Reproduce every row below word for word, and leave the pictures out of your copy.

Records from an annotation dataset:
-------------------------
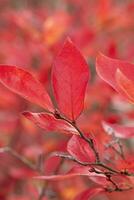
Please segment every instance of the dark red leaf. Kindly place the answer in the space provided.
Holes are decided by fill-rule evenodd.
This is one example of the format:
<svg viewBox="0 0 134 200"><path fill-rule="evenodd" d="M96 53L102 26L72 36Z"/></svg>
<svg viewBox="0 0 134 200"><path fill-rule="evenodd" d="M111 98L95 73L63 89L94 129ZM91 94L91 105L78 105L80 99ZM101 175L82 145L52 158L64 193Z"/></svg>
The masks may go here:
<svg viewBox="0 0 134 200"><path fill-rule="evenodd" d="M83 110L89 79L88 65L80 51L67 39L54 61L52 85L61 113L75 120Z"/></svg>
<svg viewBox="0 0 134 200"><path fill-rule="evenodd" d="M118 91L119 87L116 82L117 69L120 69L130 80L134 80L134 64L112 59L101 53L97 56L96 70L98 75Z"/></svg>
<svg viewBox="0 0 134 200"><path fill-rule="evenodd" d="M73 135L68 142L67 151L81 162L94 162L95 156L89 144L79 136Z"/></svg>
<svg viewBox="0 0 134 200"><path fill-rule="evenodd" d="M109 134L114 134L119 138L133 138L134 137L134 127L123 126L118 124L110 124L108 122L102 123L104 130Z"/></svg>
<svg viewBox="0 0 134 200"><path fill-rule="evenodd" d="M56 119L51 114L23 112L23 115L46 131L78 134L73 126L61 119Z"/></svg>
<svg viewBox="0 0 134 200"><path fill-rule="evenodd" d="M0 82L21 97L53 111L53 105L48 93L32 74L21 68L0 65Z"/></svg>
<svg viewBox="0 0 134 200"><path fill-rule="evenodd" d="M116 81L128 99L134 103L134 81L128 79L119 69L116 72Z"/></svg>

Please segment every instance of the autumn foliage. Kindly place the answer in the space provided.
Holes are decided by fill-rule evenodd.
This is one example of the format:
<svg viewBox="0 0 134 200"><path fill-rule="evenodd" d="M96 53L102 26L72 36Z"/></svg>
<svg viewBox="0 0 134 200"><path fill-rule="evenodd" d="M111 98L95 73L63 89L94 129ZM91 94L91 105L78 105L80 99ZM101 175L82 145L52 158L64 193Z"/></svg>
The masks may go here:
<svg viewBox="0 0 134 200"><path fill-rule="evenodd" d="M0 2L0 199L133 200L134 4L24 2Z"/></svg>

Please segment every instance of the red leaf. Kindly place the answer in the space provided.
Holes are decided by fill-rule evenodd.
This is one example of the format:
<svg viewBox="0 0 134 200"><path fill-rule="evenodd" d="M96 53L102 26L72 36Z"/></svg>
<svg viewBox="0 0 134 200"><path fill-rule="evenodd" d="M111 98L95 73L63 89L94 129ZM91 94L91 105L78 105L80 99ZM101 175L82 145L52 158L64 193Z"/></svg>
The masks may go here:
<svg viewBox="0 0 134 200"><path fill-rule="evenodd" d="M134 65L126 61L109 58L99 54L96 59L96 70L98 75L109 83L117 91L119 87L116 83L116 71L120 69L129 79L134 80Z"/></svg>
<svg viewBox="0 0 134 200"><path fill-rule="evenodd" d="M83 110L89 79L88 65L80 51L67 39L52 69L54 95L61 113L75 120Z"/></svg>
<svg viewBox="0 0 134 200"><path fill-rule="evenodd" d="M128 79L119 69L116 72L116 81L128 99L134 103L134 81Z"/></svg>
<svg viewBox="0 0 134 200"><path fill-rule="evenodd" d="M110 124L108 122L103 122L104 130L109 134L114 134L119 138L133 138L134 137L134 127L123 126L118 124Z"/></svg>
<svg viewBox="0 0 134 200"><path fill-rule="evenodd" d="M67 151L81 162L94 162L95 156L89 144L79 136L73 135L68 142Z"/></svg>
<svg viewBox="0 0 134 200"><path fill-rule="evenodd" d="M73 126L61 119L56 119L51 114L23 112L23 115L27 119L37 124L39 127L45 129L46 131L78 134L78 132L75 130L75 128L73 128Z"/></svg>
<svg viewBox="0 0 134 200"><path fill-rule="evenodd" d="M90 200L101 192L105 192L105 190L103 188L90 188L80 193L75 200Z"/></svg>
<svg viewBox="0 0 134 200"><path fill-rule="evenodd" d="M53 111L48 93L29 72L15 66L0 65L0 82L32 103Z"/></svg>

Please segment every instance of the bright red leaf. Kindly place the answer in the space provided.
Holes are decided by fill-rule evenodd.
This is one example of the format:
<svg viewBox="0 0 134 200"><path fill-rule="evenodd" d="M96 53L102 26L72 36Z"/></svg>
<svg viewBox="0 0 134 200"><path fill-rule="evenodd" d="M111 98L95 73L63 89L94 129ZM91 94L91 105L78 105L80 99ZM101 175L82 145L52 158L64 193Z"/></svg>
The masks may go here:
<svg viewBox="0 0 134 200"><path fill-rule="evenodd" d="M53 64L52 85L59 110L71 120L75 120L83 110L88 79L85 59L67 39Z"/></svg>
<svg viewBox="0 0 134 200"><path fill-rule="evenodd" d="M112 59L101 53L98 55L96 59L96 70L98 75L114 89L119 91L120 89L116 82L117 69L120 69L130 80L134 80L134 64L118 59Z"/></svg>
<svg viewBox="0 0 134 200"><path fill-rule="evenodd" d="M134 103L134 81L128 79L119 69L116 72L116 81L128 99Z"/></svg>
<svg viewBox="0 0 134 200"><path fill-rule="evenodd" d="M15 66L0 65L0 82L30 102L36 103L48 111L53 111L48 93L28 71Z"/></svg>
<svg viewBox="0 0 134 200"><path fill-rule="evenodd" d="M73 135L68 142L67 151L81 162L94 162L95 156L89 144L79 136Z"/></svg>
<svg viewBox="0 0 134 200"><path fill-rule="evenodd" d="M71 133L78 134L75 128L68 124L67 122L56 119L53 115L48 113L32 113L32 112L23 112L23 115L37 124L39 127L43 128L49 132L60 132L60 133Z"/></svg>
-------------------------
[Problem solution]
Please segment every instance of the dark red leaf. Kindly place the answer in the space provided.
Holes are decided by fill-rule evenodd.
This is one example of the format:
<svg viewBox="0 0 134 200"><path fill-rule="evenodd" d="M96 53L102 26L72 36Z"/></svg>
<svg viewBox="0 0 134 200"><path fill-rule="evenodd" d="M111 98L95 73L63 89L94 129ZM91 94L91 105L78 105L80 99ZM101 175L82 145L52 158L64 193Z"/></svg>
The masks may go here:
<svg viewBox="0 0 134 200"><path fill-rule="evenodd" d="M83 110L89 79L88 65L80 51L67 39L54 61L52 85L61 113L75 120Z"/></svg>
<svg viewBox="0 0 134 200"><path fill-rule="evenodd" d="M118 91L119 87L116 82L117 69L120 69L130 80L134 80L134 64L112 59L101 53L97 56L96 70L98 75Z"/></svg>
<svg viewBox="0 0 134 200"><path fill-rule="evenodd" d="M73 135L68 142L67 151L81 162L94 162L95 156L89 144L79 136Z"/></svg>
<svg viewBox="0 0 134 200"><path fill-rule="evenodd" d="M109 134L114 134L119 138L133 138L134 137L134 127L123 126L118 124L110 124L108 122L102 123L104 130Z"/></svg>
<svg viewBox="0 0 134 200"><path fill-rule="evenodd" d="M56 119L51 114L23 112L23 115L46 131L78 134L73 126L61 119Z"/></svg>
<svg viewBox="0 0 134 200"><path fill-rule="evenodd" d="M0 82L21 97L53 111L53 105L48 93L32 74L21 68L0 65Z"/></svg>
<svg viewBox="0 0 134 200"><path fill-rule="evenodd" d="M116 81L128 99L134 103L134 81L128 79L119 69L116 72Z"/></svg>

Please segment every instance of the autumn foliage. Kindly place the answer in the space provided.
Holes are decided by fill-rule evenodd.
This is one example of the format:
<svg viewBox="0 0 134 200"><path fill-rule="evenodd" d="M96 53L102 26L72 36Z"/></svg>
<svg viewBox="0 0 134 200"><path fill-rule="evenodd" d="M111 98L95 73L63 89L94 129ZM91 94L91 105L78 105L80 99ZM101 175L82 145L52 158L64 193Z"/></svg>
The masks may go here:
<svg viewBox="0 0 134 200"><path fill-rule="evenodd" d="M0 2L0 199L133 200L134 4L24 2Z"/></svg>

Please segment every instance of the red leaf. Kindly place the answer in the space provided.
Holes are decided by fill-rule evenodd.
This is one example of the format:
<svg viewBox="0 0 134 200"><path fill-rule="evenodd" d="M96 53L102 26L72 36Z"/></svg>
<svg viewBox="0 0 134 200"><path fill-rule="evenodd" d="M111 98L95 73L63 89L94 129ZM91 94L91 105L78 105L80 99ZM101 175L82 145L52 158L64 193Z"/></svg>
The masks may go here:
<svg viewBox="0 0 134 200"><path fill-rule="evenodd" d="M134 65L126 61L109 58L99 54L96 59L96 70L98 75L109 83L117 91L119 87L116 83L116 71L120 69L129 79L134 80Z"/></svg>
<svg viewBox="0 0 134 200"><path fill-rule="evenodd" d="M83 110L89 79L88 65L80 51L67 39L52 69L54 95L61 113L75 120Z"/></svg>
<svg viewBox="0 0 134 200"><path fill-rule="evenodd" d="M128 79L119 69L116 72L116 81L128 99L134 103L134 81Z"/></svg>
<svg viewBox="0 0 134 200"><path fill-rule="evenodd" d="M110 124L108 122L103 122L104 130L109 134L114 134L119 138L133 138L134 137L134 127L123 126L118 124Z"/></svg>
<svg viewBox="0 0 134 200"><path fill-rule="evenodd" d="M67 151L81 162L94 162L95 156L89 144L79 136L73 135L68 142Z"/></svg>
<svg viewBox="0 0 134 200"><path fill-rule="evenodd" d="M73 126L61 119L56 119L51 114L23 112L23 115L27 119L37 124L39 127L45 129L46 131L78 134L78 132L75 130L75 128L73 128Z"/></svg>
<svg viewBox="0 0 134 200"><path fill-rule="evenodd" d="M90 200L101 192L105 192L105 190L103 188L90 188L80 193L75 200Z"/></svg>
<svg viewBox="0 0 134 200"><path fill-rule="evenodd" d="M53 111L48 93L29 72L15 66L0 65L0 82L32 103Z"/></svg>

Please segment every instance of the bright red leaf. Kindly place the answer in the space provided.
Holes are decided by fill-rule evenodd.
This is one example of the format:
<svg viewBox="0 0 134 200"><path fill-rule="evenodd" d="M96 53L102 26L72 36Z"/></svg>
<svg viewBox="0 0 134 200"><path fill-rule="evenodd" d="M111 98L95 73L63 89L94 129ZM91 94L91 105L78 105L80 99ZM101 175L82 145L52 158L64 193Z"/></svg>
The masks may go here:
<svg viewBox="0 0 134 200"><path fill-rule="evenodd" d="M53 64L52 85L59 110L71 120L75 120L83 110L88 79L85 59L67 39Z"/></svg>
<svg viewBox="0 0 134 200"><path fill-rule="evenodd" d="M112 59L101 53L98 55L96 59L96 70L98 75L114 89L119 91L120 89L116 82L117 69L120 69L130 80L134 80L134 64L118 59Z"/></svg>
<svg viewBox="0 0 134 200"><path fill-rule="evenodd" d="M134 103L134 81L128 79L119 69L116 72L116 81L128 99Z"/></svg>
<svg viewBox="0 0 134 200"><path fill-rule="evenodd" d="M15 66L0 65L0 82L30 102L36 103L48 111L53 111L48 93L28 71Z"/></svg>
<svg viewBox="0 0 134 200"><path fill-rule="evenodd" d="M73 135L68 142L67 151L81 162L94 162L95 156L89 144L79 136Z"/></svg>
<svg viewBox="0 0 134 200"><path fill-rule="evenodd" d="M71 133L78 134L75 128L68 124L67 122L56 119L53 115L48 113L32 113L32 112L23 112L23 115L37 124L39 127L43 128L49 132L60 132L60 133Z"/></svg>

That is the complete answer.